━━━ RECORDED INFORMATION ━━━

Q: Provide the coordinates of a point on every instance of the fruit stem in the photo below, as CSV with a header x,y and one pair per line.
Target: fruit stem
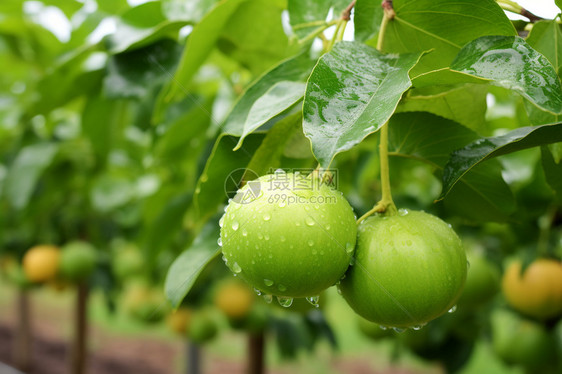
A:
x,y
386,204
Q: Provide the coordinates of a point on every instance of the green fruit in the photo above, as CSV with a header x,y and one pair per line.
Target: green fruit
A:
x,y
202,328
78,261
373,330
482,283
521,341
294,239
410,268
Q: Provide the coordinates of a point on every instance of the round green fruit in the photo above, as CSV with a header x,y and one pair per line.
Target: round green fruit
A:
x,y
293,238
78,261
521,341
410,268
482,282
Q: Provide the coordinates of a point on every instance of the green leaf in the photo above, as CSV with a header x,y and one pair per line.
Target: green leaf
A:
x,y
254,36
511,63
268,155
191,11
552,166
210,191
546,38
200,43
443,26
351,93
135,73
295,69
430,139
26,170
464,159
305,16
280,97
188,266
160,232
465,104
367,19
140,26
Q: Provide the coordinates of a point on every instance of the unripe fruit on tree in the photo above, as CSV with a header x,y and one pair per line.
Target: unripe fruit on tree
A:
x,y
294,239
78,261
41,263
179,320
234,299
537,292
410,268
521,341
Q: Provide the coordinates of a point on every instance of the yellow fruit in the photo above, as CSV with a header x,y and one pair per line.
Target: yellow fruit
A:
x,y
234,299
179,320
41,263
538,291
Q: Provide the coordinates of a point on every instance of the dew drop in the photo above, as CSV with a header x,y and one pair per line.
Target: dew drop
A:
x,y
285,302
313,300
236,268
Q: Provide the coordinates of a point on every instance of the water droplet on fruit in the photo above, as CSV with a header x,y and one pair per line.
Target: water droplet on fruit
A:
x,y
236,268
313,300
285,302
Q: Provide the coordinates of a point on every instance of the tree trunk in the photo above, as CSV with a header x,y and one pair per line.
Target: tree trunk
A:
x,y
256,345
22,344
79,348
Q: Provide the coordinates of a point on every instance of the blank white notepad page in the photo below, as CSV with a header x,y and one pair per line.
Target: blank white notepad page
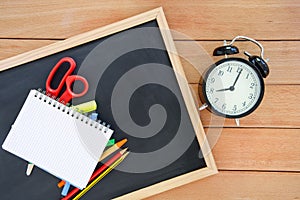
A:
x,y
57,139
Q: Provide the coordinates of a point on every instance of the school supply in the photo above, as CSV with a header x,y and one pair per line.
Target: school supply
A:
x,y
105,154
112,149
107,171
67,185
57,139
98,172
110,142
86,107
67,79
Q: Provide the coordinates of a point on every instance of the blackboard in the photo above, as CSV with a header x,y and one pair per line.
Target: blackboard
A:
x,y
139,85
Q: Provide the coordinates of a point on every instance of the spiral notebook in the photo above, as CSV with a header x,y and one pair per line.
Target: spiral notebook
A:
x,y
57,139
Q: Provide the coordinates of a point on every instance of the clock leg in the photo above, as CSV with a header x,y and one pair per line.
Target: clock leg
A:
x,y
203,107
237,121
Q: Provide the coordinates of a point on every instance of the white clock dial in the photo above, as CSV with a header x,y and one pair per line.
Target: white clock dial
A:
x,y
233,88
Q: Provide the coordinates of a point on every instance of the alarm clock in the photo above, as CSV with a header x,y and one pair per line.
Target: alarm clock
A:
x,y
233,87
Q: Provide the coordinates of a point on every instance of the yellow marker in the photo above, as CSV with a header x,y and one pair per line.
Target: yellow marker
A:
x,y
92,184
86,107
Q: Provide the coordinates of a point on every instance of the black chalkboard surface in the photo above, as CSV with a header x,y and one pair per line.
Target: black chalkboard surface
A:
x,y
140,90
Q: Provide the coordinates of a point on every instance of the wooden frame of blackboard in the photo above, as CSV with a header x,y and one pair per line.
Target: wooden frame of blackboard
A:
x,y
158,15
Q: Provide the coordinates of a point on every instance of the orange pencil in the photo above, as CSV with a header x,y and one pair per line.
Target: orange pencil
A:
x,y
106,153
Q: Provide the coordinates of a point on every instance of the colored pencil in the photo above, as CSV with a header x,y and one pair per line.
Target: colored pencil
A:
x,y
112,149
109,169
29,168
106,153
97,172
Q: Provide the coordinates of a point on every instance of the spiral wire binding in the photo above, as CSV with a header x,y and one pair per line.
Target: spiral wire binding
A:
x,y
73,112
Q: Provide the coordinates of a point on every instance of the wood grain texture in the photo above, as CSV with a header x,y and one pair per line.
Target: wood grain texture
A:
x,y
229,185
13,47
198,19
284,58
279,109
255,149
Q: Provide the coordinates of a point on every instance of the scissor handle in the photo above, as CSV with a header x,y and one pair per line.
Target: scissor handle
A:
x,y
69,94
55,92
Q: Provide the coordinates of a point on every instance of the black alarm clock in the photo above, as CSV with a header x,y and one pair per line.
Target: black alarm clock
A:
x,y
234,87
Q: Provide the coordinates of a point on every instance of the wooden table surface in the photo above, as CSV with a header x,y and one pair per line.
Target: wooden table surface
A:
x,y
258,160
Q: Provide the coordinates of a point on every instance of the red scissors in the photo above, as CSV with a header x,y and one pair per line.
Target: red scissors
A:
x,y
68,79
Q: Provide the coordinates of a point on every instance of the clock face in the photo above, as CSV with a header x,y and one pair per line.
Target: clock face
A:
x,y
233,88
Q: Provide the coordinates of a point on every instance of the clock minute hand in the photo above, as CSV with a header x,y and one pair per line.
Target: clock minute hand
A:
x,y
237,78
221,90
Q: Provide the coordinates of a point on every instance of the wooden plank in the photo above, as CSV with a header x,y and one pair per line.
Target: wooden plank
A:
x,y
13,47
198,19
239,185
284,63
280,109
255,149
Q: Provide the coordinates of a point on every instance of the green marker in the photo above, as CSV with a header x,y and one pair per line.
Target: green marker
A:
x,y
86,107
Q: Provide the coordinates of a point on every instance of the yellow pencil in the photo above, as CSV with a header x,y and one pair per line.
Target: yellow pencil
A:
x,y
112,149
92,184
106,153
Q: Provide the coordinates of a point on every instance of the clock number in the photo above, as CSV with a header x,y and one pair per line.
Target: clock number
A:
x,y
234,108
239,70
220,73
229,69
224,106
250,96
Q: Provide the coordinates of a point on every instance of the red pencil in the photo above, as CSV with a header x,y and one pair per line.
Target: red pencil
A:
x,y
97,172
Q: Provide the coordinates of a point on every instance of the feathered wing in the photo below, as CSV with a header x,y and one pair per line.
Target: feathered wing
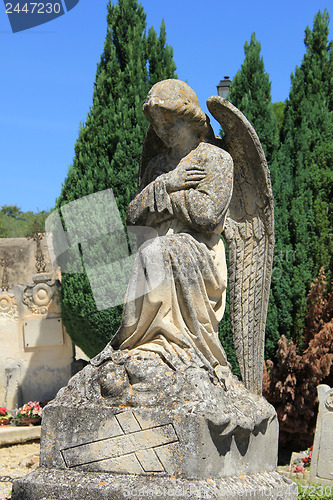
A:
x,y
249,232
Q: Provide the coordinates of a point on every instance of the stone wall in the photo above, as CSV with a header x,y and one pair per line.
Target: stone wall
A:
x,y
36,352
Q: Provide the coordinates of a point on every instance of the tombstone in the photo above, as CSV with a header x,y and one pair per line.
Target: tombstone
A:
x,y
321,470
36,352
158,413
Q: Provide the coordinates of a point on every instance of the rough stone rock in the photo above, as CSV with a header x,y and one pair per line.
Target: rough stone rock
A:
x,y
47,484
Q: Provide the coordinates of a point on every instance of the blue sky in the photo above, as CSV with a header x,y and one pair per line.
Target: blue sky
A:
x,y
47,75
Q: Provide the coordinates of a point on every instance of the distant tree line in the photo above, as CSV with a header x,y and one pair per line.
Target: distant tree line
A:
x,y
17,224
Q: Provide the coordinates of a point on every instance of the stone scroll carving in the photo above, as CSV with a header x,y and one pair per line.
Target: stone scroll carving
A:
x,y
37,296
8,306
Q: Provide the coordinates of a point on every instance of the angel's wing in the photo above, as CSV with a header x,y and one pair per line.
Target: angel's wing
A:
x,y
249,232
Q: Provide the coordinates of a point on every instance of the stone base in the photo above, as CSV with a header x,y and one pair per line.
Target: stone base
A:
x,y
153,441
52,484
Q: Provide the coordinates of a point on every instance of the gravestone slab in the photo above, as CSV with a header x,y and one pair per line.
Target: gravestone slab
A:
x,y
48,484
322,455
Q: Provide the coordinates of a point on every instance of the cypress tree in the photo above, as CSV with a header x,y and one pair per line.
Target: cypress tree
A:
x,y
108,149
307,147
251,93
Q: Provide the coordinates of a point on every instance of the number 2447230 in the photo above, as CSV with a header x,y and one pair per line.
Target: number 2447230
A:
x,y
32,7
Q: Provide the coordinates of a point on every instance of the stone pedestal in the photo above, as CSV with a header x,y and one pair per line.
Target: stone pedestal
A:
x,y
52,484
111,435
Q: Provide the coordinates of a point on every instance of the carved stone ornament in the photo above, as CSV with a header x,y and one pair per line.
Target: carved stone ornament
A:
x,y
329,401
8,307
38,296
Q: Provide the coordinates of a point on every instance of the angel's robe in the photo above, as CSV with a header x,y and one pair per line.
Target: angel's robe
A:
x,y
180,316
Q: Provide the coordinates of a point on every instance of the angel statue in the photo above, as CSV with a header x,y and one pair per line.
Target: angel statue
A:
x,y
160,403
193,187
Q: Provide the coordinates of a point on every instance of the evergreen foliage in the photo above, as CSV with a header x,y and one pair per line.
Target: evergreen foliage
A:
x,y
108,150
251,93
306,135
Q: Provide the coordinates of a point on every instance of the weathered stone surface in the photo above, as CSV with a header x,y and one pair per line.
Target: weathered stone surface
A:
x,y
130,412
46,484
322,455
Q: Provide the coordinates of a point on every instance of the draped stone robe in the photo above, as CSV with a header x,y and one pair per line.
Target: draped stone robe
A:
x,y
179,318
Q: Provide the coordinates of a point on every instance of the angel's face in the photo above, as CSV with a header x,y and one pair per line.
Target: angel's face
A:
x,y
171,128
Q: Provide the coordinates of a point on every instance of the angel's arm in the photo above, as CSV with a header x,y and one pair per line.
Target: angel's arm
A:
x,y
203,208
151,205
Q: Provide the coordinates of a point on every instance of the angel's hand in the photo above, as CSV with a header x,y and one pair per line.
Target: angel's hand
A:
x,y
184,177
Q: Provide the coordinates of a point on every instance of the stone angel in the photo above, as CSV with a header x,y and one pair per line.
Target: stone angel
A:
x,y
161,397
193,187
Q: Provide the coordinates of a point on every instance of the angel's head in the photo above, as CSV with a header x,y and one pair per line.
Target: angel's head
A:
x,y
172,108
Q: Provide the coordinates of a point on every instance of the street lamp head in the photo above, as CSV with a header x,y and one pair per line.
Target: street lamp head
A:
x,y
223,87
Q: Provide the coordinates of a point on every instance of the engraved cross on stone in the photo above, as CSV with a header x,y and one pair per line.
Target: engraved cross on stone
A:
x,y
5,262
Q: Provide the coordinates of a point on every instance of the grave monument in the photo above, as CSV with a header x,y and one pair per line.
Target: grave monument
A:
x,y
158,413
322,455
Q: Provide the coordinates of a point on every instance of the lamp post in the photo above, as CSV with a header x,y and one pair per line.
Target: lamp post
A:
x,y
223,87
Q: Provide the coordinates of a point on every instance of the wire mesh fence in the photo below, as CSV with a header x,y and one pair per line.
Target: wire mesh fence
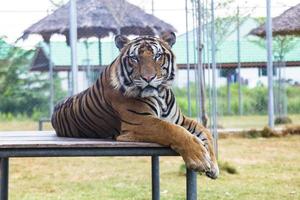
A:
x,y
241,95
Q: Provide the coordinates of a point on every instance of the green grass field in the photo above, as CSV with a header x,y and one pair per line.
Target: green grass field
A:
x,y
267,169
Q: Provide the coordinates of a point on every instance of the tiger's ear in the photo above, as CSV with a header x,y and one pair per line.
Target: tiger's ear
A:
x,y
121,41
169,37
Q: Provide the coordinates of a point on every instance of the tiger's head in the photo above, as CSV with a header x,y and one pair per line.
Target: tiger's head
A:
x,y
145,66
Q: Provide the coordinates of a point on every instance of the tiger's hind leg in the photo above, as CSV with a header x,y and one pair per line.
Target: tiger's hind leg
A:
x,y
155,130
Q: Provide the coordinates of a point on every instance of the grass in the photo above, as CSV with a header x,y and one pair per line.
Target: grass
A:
x,y
267,169
253,121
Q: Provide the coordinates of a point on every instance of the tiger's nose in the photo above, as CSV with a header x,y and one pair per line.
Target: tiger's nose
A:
x,y
148,78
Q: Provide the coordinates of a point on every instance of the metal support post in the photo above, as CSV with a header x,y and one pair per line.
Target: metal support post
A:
x,y
73,43
4,178
191,185
155,177
270,65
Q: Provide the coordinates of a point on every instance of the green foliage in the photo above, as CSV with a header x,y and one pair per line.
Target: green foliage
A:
x,y
255,100
22,91
281,44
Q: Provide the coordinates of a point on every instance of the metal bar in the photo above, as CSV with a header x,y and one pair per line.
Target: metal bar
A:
x,y
214,89
51,103
100,54
40,125
191,185
155,177
66,152
239,61
270,65
187,59
4,170
73,43
200,67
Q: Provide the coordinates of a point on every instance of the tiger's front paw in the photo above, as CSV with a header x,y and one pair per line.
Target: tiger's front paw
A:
x,y
197,158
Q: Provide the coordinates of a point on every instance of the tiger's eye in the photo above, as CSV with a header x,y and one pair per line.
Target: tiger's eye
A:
x,y
158,56
133,58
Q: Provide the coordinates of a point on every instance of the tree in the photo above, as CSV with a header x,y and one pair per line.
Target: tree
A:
x,y
22,91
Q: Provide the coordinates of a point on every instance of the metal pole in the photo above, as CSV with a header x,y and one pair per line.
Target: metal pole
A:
x,y
152,7
208,61
73,43
4,170
100,53
51,80
191,185
239,61
270,65
195,32
201,72
155,177
214,91
187,59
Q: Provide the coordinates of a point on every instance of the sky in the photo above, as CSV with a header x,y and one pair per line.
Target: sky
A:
x,y
17,15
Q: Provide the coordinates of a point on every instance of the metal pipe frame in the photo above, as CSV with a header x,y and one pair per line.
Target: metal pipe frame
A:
x,y
191,177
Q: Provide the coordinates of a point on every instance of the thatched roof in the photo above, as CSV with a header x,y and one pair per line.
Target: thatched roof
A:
x,y
288,23
99,18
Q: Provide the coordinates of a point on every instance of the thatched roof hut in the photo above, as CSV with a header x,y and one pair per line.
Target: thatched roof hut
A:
x,y
98,18
288,23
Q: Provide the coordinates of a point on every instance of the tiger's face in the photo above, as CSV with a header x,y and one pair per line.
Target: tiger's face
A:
x,y
146,65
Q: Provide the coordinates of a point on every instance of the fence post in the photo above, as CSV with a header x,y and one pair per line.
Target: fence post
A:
x,y
191,185
4,178
155,177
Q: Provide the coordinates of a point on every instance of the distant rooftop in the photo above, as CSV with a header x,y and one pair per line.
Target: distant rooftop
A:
x,y
252,55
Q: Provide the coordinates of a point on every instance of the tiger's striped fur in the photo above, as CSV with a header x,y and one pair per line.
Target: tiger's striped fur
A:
x,y
132,100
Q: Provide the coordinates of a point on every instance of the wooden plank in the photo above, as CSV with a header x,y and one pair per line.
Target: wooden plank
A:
x,y
74,144
38,139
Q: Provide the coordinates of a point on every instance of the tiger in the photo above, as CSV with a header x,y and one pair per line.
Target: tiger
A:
x,y
132,100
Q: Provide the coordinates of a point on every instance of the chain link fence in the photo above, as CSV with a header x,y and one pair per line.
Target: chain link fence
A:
x,y
241,76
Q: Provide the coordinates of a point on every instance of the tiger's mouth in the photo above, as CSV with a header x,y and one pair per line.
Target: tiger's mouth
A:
x,y
149,91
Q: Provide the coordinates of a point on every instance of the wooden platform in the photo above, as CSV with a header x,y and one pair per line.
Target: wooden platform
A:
x,y
47,144
48,139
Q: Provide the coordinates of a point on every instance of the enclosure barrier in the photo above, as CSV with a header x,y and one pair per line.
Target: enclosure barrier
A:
x,y
47,144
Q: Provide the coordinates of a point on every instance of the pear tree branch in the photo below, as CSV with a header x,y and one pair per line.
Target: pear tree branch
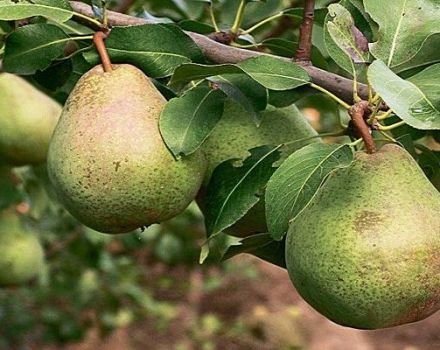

━━━

- WORK TO COMPLETE:
Locate every line in the records that contains the word "foliage", and copy each of those lines.

- SOLUTION TO THE PROBLEM:
Q: Provide the coordinates of a point on every instance of the evergreen foliage in the photo above, as CSV with a header x,y and one pair per line.
Target: evergreen foliage
Q: Provide the coordinates of a point on every instance of the green foliage in the photo above, as CSV with a header x,y and one pair per line.
Target: green foliage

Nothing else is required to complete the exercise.